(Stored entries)
══════

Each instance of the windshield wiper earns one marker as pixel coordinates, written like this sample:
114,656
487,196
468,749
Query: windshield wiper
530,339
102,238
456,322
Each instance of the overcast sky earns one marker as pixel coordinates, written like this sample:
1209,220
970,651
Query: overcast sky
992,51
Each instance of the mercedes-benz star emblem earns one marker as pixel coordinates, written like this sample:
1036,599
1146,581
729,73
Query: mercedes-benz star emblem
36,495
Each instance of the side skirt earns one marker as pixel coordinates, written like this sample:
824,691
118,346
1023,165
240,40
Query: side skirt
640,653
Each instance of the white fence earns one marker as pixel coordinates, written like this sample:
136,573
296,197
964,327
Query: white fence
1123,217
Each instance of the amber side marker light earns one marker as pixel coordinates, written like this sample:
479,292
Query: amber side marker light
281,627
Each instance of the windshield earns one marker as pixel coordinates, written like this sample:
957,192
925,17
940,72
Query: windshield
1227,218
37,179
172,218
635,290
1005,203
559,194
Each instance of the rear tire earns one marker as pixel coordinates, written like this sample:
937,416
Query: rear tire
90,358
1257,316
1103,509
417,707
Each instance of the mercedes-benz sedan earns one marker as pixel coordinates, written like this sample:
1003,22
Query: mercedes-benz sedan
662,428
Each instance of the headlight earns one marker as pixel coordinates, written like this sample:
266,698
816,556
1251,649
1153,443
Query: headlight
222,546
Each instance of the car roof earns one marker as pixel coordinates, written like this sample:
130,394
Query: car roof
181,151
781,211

══════

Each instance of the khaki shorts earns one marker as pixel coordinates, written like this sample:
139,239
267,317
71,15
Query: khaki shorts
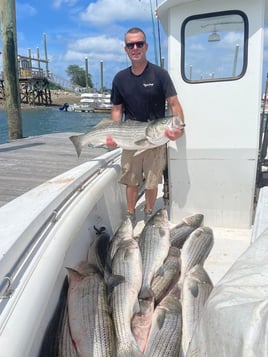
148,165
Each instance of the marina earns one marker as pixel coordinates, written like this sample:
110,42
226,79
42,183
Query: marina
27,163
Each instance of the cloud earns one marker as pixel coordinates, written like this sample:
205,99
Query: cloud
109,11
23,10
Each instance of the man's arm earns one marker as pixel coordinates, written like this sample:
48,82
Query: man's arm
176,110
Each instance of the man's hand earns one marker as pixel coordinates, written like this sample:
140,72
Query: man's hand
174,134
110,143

══════

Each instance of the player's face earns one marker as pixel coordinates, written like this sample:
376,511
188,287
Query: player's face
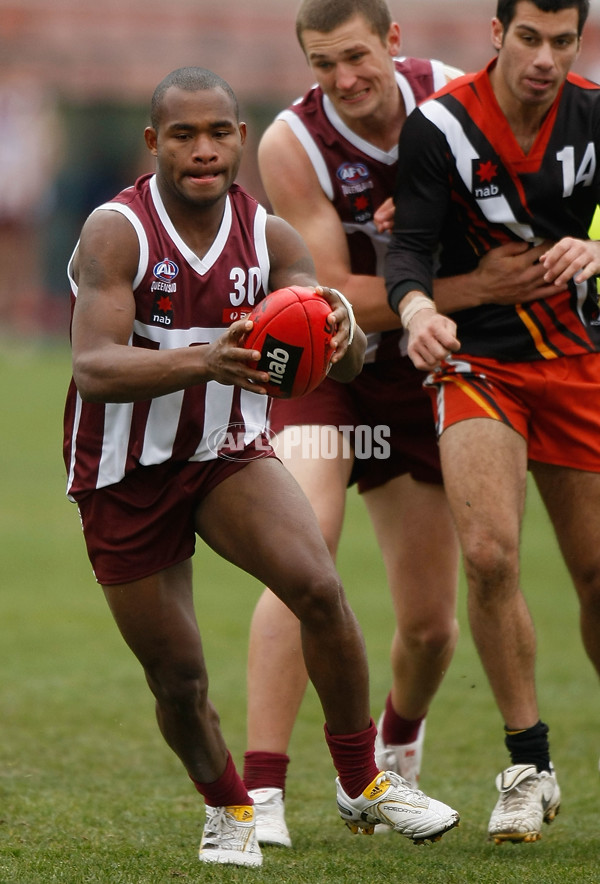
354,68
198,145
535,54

══════

* [What needs to be done]: Write out, from the lines above, only those from the line with "Each instance of the windshield wiper" to the line with "Each instance of the mercedes-benz star", exactly as given, including the first and the last.

* [Completed exercise]:
Each instance of the windshield wiper earns one marker as pixel coordinates, written like this sample:
114,656
487,196
468,749
Query: windshield wiper
530,339
102,238
456,322
Each instance of the overcast sky earns one marker as pixel coordinates, written like this sample:
1209,220
970,651
Query: overcast sky
992,51
Each instance of the mercedes-benz star emblem earns one marker as pixel coordinates, written like this sample:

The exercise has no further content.